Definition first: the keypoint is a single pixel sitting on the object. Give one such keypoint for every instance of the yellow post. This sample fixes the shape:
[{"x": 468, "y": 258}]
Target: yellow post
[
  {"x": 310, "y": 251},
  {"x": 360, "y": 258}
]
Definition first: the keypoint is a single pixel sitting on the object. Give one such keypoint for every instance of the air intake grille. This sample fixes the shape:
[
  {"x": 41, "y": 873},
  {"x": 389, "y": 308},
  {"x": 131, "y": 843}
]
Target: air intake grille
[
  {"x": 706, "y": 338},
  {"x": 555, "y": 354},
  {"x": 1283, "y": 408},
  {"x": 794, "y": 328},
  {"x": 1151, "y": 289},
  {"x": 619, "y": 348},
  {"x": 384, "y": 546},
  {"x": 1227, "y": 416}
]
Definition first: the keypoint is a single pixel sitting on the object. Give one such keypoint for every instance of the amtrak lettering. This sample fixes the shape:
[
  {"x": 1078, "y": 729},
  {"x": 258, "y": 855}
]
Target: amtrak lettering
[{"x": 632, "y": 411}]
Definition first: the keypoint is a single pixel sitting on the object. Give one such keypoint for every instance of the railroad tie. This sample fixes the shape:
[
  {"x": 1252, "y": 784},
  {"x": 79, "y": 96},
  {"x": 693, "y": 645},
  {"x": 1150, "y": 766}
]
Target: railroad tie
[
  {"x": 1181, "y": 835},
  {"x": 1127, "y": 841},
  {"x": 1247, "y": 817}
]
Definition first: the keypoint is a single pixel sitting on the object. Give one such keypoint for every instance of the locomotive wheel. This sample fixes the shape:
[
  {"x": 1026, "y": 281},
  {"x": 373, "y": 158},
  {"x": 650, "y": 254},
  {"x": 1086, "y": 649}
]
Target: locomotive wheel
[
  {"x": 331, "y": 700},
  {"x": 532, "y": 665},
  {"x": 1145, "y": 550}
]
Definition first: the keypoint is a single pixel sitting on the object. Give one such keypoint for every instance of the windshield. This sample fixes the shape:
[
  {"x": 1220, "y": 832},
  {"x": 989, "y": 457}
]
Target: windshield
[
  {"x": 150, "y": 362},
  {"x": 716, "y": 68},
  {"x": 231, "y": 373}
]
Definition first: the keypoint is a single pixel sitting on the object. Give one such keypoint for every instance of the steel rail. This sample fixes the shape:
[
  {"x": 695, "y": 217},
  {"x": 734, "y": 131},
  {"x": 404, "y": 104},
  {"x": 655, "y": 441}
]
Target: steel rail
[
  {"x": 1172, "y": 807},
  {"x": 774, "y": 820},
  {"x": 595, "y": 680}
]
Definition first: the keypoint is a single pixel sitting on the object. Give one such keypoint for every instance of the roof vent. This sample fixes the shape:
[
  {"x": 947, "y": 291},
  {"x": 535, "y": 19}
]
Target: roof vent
● ● ● ● ●
Direction
Reproduce all of the data above with every occurrence of "sample" replaced by "example", leaving everything else unchanged.

Answer to the task
Definition first: the keypoint is a single pixel sitting on the object. Give one such keypoint for every instance of the yellow post. This example fixes the shape:
[{"x": 468, "y": 258}]
Target: yellow post
[
  {"x": 310, "y": 251},
  {"x": 360, "y": 258}
]
Definition first: the keypoint is a single pixel sitting on the object. Give one such keypoint for every instance of the air intake grille. This example fixes the shape:
[
  {"x": 41, "y": 873},
  {"x": 389, "y": 308},
  {"x": 131, "y": 843}
]
Target: air intake grille
[
  {"x": 706, "y": 338},
  {"x": 555, "y": 354},
  {"x": 1283, "y": 408},
  {"x": 794, "y": 328},
  {"x": 1151, "y": 289},
  {"x": 619, "y": 348},
  {"x": 384, "y": 546},
  {"x": 1227, "y": 416}
]
Definition first: the keypoint is a single pixel sitting on the object. Give one such keypoint for every instance of the amtrak lettering. This example fixes the shape:
[
  {"x": 1078, "y": 729},
  {"x": 258, "y": 855}
]
Target: amtrak lettering
[{"x": 632, "y": 411}]
Definition first: the keypoint is a single pixel sitting on the object. Give one such keypoint for every instance of the railroad tie. This example fixes the shape:
[
  {"x": 1252, "y": 784},
  {"x": 79, "y": 96},
  {"x": 693, "y": 645},
  {"x": 1150, "y": 766}
]
Target: railroad tie
[
  {"x": 1181, "y": 835},
  {"x": 1127, "y": 841},
  {"x": 1247, "y": 817}
]
Definition first: the keypoint is a single pixel sitting on the object. Give one such keypoint for every instance of the locomotive wheel. This example fixes the shape:
[
  {"x": 1026, "y": 281},
  {"x": 373, "y": 158},
  {"x": 650, "y": 254},
  {"x": 1086, "y": 649}
]
Target: locomotive wheel
[
  {"x": 331, "y": 700},
  {"x": 532, "y": 665},
  {"x": 1145, "y": 550}
]
Definition first: the keypoint is a single pixel sitting on the object. Give one such keypoint for every instance of the windshield. This example fixes the shape:
[
  {"x": 1220, "y": 832},
  {"x": 989, "y": 457}
]
Target: windshield
[
  {"x": 150, "y": 362},
  {"x": 716, "y": 68},
  {"x": 231, "y": 373}
]
Definition first: the keypoint is a single pixel sitting on the object. Give one such keypoint for every instance of the steel rail. This example fixes the shape:
[
  {"x": 695, "y": 217},
  {"x": 734, "y": 131},
  {"x": 404, "y": 104},
  {"x": 655, "y": 441}
]
Target: steel rail
[
  {"x": 1172, "y": 807},
  {"x": 774, "y": 820},
  {"x": 595, "y": 680}
]
Definition first: the keypoint is a single pixel sitting on the object. Give one such keypoint for every instance of the roof vent. This example fixes the shape:
[
  {"x": 947, "y": 291},
  {"x": 535, "y": 19}
]
Target: roof vent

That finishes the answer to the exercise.